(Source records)
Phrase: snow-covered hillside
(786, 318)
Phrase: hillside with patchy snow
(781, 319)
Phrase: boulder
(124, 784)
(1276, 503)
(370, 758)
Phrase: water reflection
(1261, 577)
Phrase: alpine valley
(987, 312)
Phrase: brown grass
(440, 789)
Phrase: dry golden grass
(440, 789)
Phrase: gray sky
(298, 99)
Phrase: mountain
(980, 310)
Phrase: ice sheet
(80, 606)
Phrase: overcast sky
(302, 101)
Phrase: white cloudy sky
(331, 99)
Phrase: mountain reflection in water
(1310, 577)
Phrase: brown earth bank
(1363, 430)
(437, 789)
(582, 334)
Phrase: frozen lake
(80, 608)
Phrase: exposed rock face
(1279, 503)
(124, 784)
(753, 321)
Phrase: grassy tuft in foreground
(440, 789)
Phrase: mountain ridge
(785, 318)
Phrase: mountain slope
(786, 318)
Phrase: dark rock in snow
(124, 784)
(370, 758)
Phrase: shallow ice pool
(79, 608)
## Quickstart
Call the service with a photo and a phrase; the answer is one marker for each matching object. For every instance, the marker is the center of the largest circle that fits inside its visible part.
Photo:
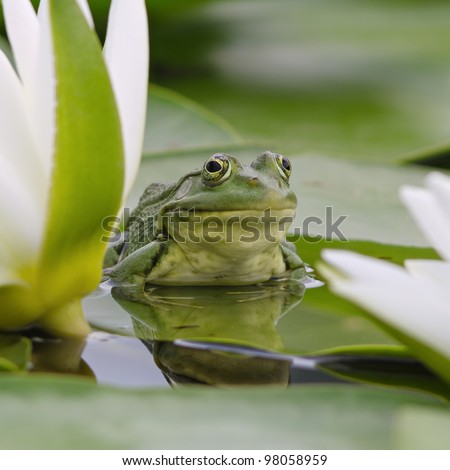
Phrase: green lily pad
(412, 426)
(6, 48)
(354, 79)
(365, 194)
(319, 417)
(176, 125)
(437, 157)
(15, 353)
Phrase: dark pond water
(278, 333)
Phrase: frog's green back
(140, 226)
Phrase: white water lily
(415, 300)
(71, 131)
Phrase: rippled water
(270, 334)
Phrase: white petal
(395, 297)
(430, 215)
(16, 138)
(354, 265)
(84, 7)
(23, 33)
(126, 54)
(20, 228)
(430, 271)
(44, 93)
(440, 185)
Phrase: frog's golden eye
(217, 169)
(284, 166)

Your objective
With the pictures removed, return the data above word for word.

Answer space
Phrase: snow-covered hillside
(786, 318)
Phrase: hillside with patchy snow
(781, 319)
Phrase: boulder
(124, 784)
(1276, 503)
(370, 758)
Phrase: water reflection
(1261, 577)
Phrase: alpine valley
(987, 312)
Phrase: brown grass
(440, 789)
Phrase: dry golden grass
(440, 789)
Phrase: gray sky
(298, 99)
Phrase: mountain
(980, 310)
Phrase: ice sheet
(80, 606)
Phrase: overcast sky
(302, 101)
Phrase: white cloudy sky
(331, 99)
Phrase: mountain reflection in water
(1310, 577)
Phrase: brown earth bank
(1363, 430)
(437, 789)
(582, 334)
Phrase: frozen lake
(80, 608)
Phrase: exposed rock face
(1279, 503)
(124, 784)
(753, 321)
Phrase: grassy tuft in foreground
(440, 789)
Phrase: mountain ridge
(785, 318)
Phrase: mountain slope
(786, 318)
Phrase: dark rock in snow
(124, 784)
(370, 758)
Phrase: shallow ice pool
(79, 608)
## Quickstart
Call the service with a photo and a phrase; the answer is one marker for each matching object. For every instance, the marker is the center of the largest circle that fits inside its visible part.
Photo:
Phrase: green lily pad
(412, 426)
(6, 48)
(354, 79)
(365, 194)
(319, 417)
(176, 125)
(437, 157)
(15, 353)
Phrase: dark pond water
(278, 333)
Phrase: frog's green back
(140, 226)
Phrase: white water lily
(415, 300)
(71, 131)
Phrase: rippled water
(270, 334)
Phrase: white petal
(395, 297)
(430, 215)
(16, 138)
(354, 265)
(84, 7)
(23, 33)
(126, 54)
(20, 228)
(430, 271)
(44, 93)
(440, 185)
Phrase: frog's golden eye
(217, 169)
(284, 166)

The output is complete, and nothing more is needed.